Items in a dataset
· · · · · · ·
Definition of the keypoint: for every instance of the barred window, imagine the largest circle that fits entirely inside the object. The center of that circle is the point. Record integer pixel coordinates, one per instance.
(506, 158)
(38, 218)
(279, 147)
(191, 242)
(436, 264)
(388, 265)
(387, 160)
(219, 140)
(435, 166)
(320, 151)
· · · · · · ·
Task requirements
Write out every line of the items again, including the text before the coordinates, and add 32 to each number in the coordinate pairs.

Solved problem
Definition of the keypoint: for every instance of the barred window, imagine the largest circle that fits entirely inside the object. The center of that circle is the point. Record integer pixel coordinates, one per instance.
(538, 190)
(70, 250)
(311, 179)
(223, 274)
(468, 296)
(420, 297)
(419, 192)
(251, 172)
(467, 198)
(352, 183)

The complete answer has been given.